*** Opening of SUPPLIED PASSAGE ***

Are you a certified diver? Would you like to combine snorkeling and diving? Or perhaps you are traveling with snorkeling family and friends and would prefer to dive?
Murex Dive Guides have thousands of dives experience and undergo intensive marine biology and underwater photography training programs to ensure you have the best experience possible.
You’ll never need to carry your gear or change a tank as it’s all part of our service – all you need to do is enjoy your dives at some of Indonesia’s best dive sites!
Our diving trips strategically coincide with our snorkeling schedule so that you can dive from the same boat, at the same time and at the same sites as your snorkeling travel partners, friends and family. There are a multitude of dive sites in Bunaken, Manado, Bangka and Lembeh which offer both incredible snorkeling and scuba diving.
Dive trips to the Bunaken Marine Park reveal stunning walls and hard corals. Lose count of the number of turtles in a single dive. Look out for reef sharks, schooling fish, occasional eagle rays and a plethora of reef fish.
Bunaken Marine Park dive trips are usually two dive trips which depart after breakfast.

*** Close of SUPPLIED PASSAGE ***

Keep writing the piece on Murex diving trips, picking up right after its last sentence.

*** Opening of INFORMATION SUPPLIED ***

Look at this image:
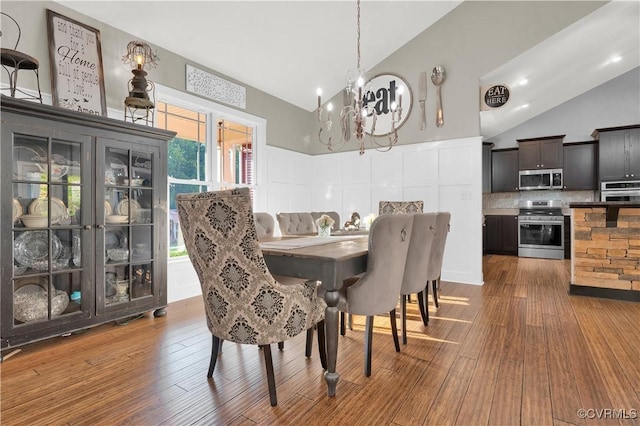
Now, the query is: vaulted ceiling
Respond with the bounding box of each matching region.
[59,0,640,137]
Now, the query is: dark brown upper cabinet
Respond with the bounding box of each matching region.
[491,148,518,192]
[591,124,640,181]
[562,141,598,191]
[517,135,565,170]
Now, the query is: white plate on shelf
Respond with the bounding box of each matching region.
[11,198,24,223]
[116,198,141,218]
[29,197,67,225]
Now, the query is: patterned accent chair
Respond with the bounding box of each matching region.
[253,212,275,241]
[330,215,413,377]
[176,188,326,406]
[378,201,424,215]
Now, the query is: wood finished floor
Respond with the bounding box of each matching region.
[0,256,640,426]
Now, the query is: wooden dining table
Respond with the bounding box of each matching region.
[260,232,368,396]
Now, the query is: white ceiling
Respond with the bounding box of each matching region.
[58,0,640,138]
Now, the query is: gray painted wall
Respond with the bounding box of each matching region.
[490,67,640,149]
[2,1,604,154]
[310,1,606,154]
[2,0,313,151]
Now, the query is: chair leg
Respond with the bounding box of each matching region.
[316,320,327,370]
[418,287,429,326]
[431,278,440,308]
[260,345,278,407]
[364,315,373,377]
[389,308,400,352]
[207,335,222,378]
[304,326,315,358]
[400,294,408,345]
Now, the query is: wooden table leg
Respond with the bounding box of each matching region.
[324,290,340,396]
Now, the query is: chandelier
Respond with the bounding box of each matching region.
[317,0,403,155]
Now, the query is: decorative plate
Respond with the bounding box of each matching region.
[29,197,67,225]
[13,231,62,267]
[104,229,127,250]
[116,198,141,218]
[11,198,24,223]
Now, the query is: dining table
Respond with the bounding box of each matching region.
[260,230,369,396]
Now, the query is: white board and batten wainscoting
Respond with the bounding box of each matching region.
[168,137,482,302]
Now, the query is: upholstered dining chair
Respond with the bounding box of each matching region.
[176,188,326,406]
[424,212,451,308]
[400,213,438,345]
[338,215,413,377]
[253,212,275,241]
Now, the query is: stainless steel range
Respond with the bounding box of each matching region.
[518,200,564,259]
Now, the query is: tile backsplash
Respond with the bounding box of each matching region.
[482,190,597,210]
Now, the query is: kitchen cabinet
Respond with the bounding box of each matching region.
[562,141,598,191]
[518,135,565,170]
[484,215,518,256]
[591,125,640,181]
[564,215,571,259]
[491,148,518,192]
[0,96,175,349]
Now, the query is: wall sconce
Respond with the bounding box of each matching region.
[122,40,159,126]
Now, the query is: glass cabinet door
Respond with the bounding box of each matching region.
[96,142,158,310]
[9,133,93,329]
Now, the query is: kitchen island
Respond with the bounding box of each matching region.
[569,202,640,302]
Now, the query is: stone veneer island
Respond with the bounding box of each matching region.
[569,202,640,302]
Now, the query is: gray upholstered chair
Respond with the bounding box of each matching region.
[400,213,438,345]
[424,212,451,308]
[176,188,326,406]
[378,200,424,215]
[253,212,275,241]
[276,212,317,235]
[338,215,413,377]
[311,211,341,231]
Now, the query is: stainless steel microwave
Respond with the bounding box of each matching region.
[518,169,562,191]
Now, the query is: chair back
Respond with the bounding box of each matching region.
[311,211,341,231]
[346,215,413,315]
[176,188,325,345]
[378,200,424,215]
[276,212,317,235]
[427,212,451,281]
[400,213,438,295]
[253,212,275,241]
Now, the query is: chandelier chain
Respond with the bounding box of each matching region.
[356,0,360,70]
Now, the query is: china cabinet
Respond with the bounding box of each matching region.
[0,96,174,350]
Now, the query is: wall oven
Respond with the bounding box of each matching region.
[518,200,564,259]
[600,180,640,203]
[518,169,562,191]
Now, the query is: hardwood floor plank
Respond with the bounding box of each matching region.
[456,325,506,426]
[0,256,640,426]
[521,325,553,425]
[487,357,524,425]
[544,315,586,425]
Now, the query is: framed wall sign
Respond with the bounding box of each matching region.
[362,74,413,136]
[480,84,511,111]
[47,10,107,115]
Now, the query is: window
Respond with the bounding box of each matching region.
[155,85,266,257]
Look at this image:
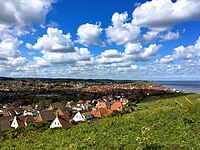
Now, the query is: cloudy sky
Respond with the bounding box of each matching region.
[0,0,200,80]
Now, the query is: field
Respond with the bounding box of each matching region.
[0,94,200,150]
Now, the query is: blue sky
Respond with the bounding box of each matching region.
[0,0,200,80]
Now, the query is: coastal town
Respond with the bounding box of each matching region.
[0,79,174,131]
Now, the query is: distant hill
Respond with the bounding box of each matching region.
[0,94,200,150]
[0,77,15,81]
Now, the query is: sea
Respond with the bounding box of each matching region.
[154,81,200,94]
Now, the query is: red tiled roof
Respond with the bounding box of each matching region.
[91,108,110,118]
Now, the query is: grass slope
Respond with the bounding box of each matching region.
[0,94,200,150]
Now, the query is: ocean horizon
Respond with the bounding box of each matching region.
[154,81,200,94]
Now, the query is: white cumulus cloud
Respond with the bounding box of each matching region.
[77,23,104,45]
[26,28,74,53]
[133,0,200,30]
[106,12,140,45]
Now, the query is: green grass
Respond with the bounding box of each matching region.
[0,94,200,150]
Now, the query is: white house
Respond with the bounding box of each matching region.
[10,116,19,129]
[23,110,33,116]
[72,112,85,122]
[50,116,62,128]
[11,116,35,129]
[72,112,94,122]
[50,115,73,128]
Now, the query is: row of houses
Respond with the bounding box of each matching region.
[0,100,127,130]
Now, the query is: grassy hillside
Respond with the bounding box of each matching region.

*** Close of INFORMATION SUPPLIED ***

■ SOLVED PROBLEM ■
During our Manado Bay diving trips we dive a mix of black and white sand muck and reef sites. These sites are home to some of Indonesia’s rarest and most unique critters. For macro underwater photographers Manado Bay dive sites are treasure troves full of opportunities.
If you are staying and diving at Murex Bangka be prepared for an explosion of color and kaleidoscopic soft corals. Bangka dive sites are a sensory overload where the pristine reefs are teeming with life. Marine life that we see around Bangka is incredibly varied, from macro critters to schooling fish and passing pelagics. Bangka takes diversity to the next level.
The Lembeh Strait is world famous for it’s abundance of rare and unusual marine life. Lembeh offers both muck and coral reef diving as well as combination sites. The intriguing “critters” which we find make it a mecca for underwater photographers and marine biologists. Be prepared for an overload of strange and bizarre marine life!